▸ DATA RECORDS
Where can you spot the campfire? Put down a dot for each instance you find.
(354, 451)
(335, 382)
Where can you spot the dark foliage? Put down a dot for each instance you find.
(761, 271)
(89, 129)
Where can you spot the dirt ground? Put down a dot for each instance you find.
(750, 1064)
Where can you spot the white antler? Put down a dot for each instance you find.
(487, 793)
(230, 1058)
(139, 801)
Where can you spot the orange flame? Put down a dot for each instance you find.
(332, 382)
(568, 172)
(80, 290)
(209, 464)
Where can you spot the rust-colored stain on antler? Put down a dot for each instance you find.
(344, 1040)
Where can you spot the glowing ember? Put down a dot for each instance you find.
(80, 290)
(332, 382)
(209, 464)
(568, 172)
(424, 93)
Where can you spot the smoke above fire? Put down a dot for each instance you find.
==
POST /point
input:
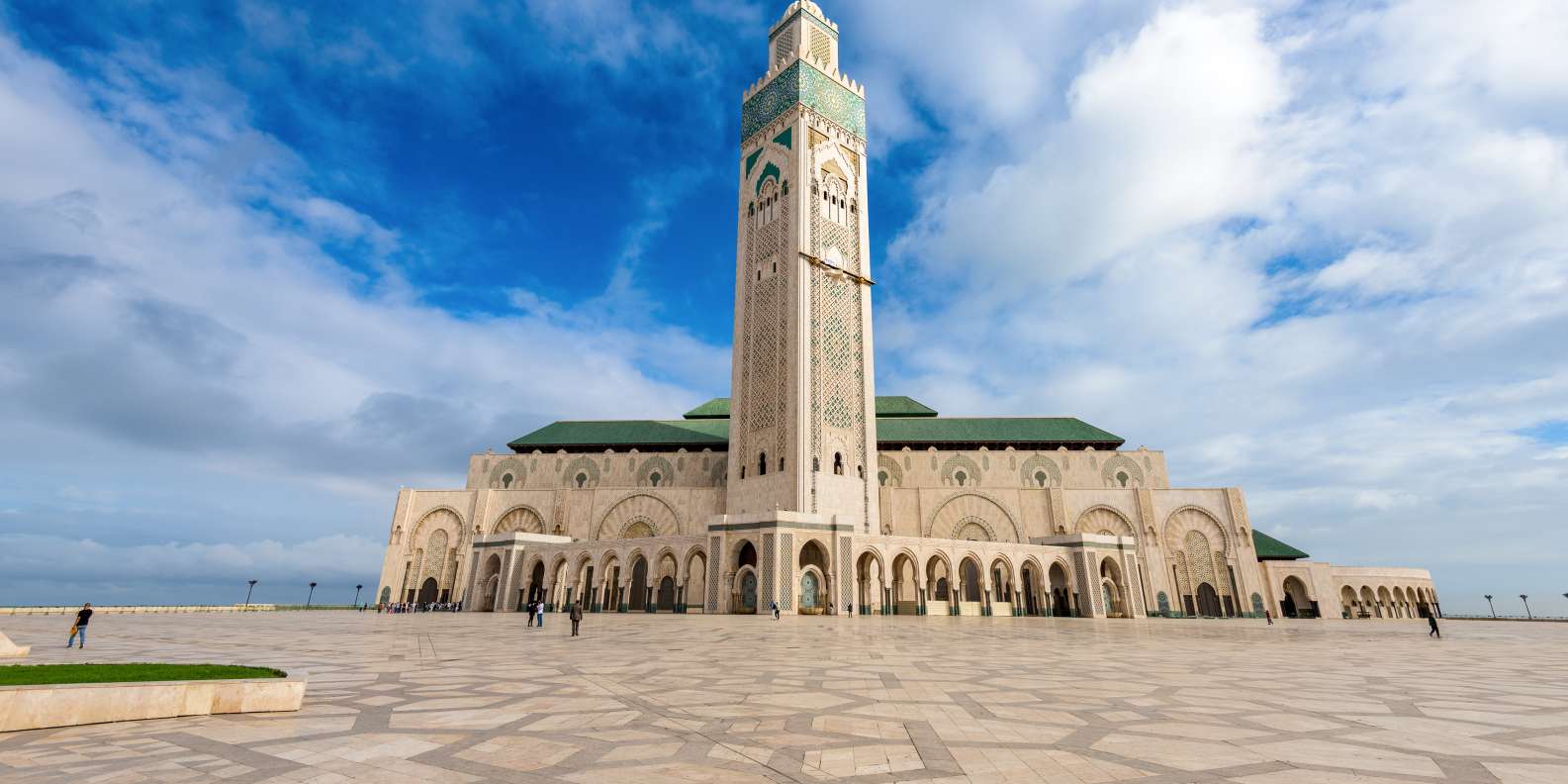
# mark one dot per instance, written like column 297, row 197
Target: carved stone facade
...
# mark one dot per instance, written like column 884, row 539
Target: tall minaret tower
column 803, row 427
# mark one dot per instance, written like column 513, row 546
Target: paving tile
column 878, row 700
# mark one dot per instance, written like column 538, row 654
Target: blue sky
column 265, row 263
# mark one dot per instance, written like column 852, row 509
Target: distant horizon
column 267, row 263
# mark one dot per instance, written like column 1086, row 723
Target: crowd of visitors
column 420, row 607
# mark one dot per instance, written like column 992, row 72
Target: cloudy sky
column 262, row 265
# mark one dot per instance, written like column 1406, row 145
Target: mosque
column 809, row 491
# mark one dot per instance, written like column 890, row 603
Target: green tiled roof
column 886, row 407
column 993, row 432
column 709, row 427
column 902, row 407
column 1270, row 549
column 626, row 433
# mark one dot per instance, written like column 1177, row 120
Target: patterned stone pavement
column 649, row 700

▸ WHAT YOU WILL DO
Would you copy out exactly the lines above that start at the one containing "Where can you spot the dark" and end at the one containing "Where can you spot the smoke", inclusive?

▸ EXERCISE ANSWER
Where can you spot the dark foliage? Put down a dot for each instance you find.
(761, 271)
(89, 129)
Where can you spot the dirt ground? Put down a dot for each instance you find.
(750, 1064)
Where can you spot the white antler? Put down a dot for each instance you find.
(487, 793)
(230, 1058)
(139, 801)
Where can you spot the orange flame? Put down a dot for each instance you find.
(332, 382)
(568, 172)
(80, 290)
(209, 464)
Where can you spot the rust-colored stain on antler? Put down a dot for each instance you find.
(344, 1040)
Where can you spot the glowing ember? Put down a dot for each instance you find.
(80, 290)
(332, 382)
(209, 464)
(568, 172)
(424, 93)
Where can you spot the smoke above fire? Put down a dot for each instance you find.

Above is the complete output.